■ **RECORDS FOR THIS TASK**
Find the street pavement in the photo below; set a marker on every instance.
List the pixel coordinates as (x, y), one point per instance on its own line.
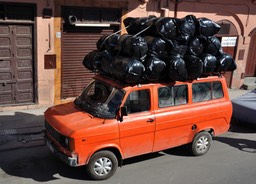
(23, 128)
(24, 158)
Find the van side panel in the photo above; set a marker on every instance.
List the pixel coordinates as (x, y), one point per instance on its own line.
(173, 127)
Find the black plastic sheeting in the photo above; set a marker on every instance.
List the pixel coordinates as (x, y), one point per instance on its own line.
(161, 49)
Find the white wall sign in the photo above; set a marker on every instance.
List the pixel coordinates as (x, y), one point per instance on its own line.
(58, 34)
(228, 41)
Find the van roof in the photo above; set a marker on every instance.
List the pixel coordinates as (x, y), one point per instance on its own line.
(119, 84)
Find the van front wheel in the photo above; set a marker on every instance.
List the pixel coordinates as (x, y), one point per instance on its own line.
(201, 143)
(102, 165)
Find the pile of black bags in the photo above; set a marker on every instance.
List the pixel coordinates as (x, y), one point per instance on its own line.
(161, 49)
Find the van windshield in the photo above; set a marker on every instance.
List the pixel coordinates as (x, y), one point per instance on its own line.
(100, 99)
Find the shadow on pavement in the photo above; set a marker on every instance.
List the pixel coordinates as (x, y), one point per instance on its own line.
(38, 164)
(20, 130)
(245, 145)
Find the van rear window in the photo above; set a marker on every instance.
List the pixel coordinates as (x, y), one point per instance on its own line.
(172, 95)
(206, 91)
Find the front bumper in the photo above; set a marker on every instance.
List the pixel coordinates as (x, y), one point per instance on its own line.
(70, 160)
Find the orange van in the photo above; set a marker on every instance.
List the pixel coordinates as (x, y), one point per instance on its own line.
(110, 122)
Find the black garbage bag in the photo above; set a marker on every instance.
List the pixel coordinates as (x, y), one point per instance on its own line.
(154, 68)
(92, 60)
(178, 49)
(156, 47)
(196, 45)
(213, 46)
(164, 27)
(186, 29)
(209, 62)
(137, 25)
(133, 46)
(128, 70)
(194, 66)
(225, 62)
(108, 42)
(106, 67)
(176, 69)
(207, 27)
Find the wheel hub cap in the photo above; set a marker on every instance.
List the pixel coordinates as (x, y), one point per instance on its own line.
(102, 166)
(202, 144)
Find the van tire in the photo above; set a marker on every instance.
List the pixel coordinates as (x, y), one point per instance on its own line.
(102, 165)
(201, 143)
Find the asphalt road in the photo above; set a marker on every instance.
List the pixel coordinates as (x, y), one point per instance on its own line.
(231, 160)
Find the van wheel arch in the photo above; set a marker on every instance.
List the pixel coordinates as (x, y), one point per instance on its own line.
(115, 151)
(201, 142)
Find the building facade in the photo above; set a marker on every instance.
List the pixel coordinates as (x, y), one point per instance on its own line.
(43, 42)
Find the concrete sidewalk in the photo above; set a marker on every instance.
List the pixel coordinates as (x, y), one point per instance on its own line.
(23, 128)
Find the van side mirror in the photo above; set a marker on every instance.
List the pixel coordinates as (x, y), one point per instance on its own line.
(124, 112)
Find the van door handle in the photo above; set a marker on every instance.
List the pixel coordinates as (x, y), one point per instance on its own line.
(193, 127)
(150, 120)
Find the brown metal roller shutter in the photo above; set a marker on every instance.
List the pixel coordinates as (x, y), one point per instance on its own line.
(76, 43)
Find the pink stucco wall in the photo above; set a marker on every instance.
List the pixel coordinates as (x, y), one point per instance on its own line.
(240, 13)
(44, 78)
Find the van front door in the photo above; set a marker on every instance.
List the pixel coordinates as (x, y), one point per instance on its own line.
(137, 129)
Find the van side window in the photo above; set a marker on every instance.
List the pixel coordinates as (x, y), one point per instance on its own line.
(206, 91)
(172, 95)
(138, 101)
(217, 91)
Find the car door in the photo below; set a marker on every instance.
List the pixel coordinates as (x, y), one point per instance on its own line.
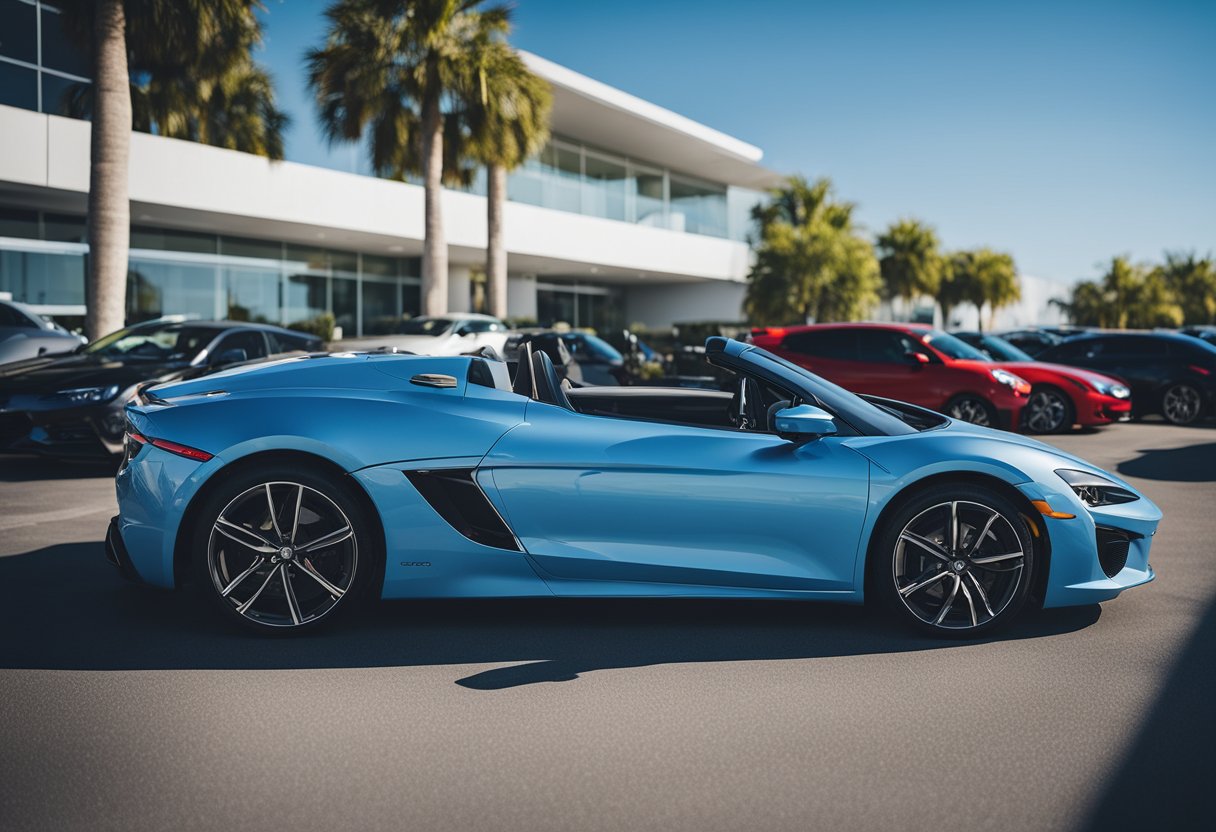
(608, 505)
(888, 370)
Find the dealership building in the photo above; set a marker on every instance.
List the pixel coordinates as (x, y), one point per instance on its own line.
(631, 214)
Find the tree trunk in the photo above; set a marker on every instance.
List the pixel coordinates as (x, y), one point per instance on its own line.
(110, 211)
(434, 247)
(495, 246)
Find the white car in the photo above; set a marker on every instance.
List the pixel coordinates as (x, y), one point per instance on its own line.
(449, 335)
(26, 335)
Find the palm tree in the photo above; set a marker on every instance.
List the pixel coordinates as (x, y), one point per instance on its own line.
(125, 37)
(985, 277)
(507, 108)
(811, 263)
(392, 71)
(910, 260)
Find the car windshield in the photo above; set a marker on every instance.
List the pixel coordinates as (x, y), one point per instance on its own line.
(592, 347)
(429, 326)
(1002, 350)
(952, 347)
(153, 342)
(855, 410)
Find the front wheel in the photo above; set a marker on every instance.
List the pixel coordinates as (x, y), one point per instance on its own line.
(1181, 404)
(1048, 411)
(282, 549)
(953, 561)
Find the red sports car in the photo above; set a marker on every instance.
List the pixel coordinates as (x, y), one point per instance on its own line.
(932, 369)
(1062, 395)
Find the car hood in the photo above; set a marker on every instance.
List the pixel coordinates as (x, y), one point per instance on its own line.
(48, 375)
(1037, 369)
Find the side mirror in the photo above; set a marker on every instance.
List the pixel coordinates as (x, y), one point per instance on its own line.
(230, 357)
(803, 423)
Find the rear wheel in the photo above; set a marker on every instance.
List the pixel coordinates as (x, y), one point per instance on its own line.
(283, 549)
(1181, 404)
(973, 409)
(953, 561)
(1048, 410)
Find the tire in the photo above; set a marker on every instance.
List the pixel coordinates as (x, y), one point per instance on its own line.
(953, 586)
(274, 569)
(1182, 404)
(1050, 410)
(974, 409)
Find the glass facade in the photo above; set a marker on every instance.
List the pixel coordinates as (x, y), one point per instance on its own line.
(39, 67)
(572, 176)
(600, 308)
(209, 276)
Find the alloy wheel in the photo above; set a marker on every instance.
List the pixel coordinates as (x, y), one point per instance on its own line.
(1181, 404)
(1046, 411)
(958, 565)
(282, 554)
(972, 410)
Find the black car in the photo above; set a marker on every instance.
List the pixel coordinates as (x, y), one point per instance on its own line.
(1169, 374)
(72, 405)
(580, 357)
(1205, 332)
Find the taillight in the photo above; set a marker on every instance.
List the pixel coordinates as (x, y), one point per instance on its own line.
(172, 447)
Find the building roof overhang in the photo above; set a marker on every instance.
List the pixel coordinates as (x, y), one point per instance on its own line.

■ **WHAT THE TASK REQUIRES**
For each line above that contains the word "roof", make a copy.

■ **PROBLEM SOLUTION**
Find the van roof in the photo above; set a marker on every instance.
Find the building roof overhang in the photo above; set a marker on every instance.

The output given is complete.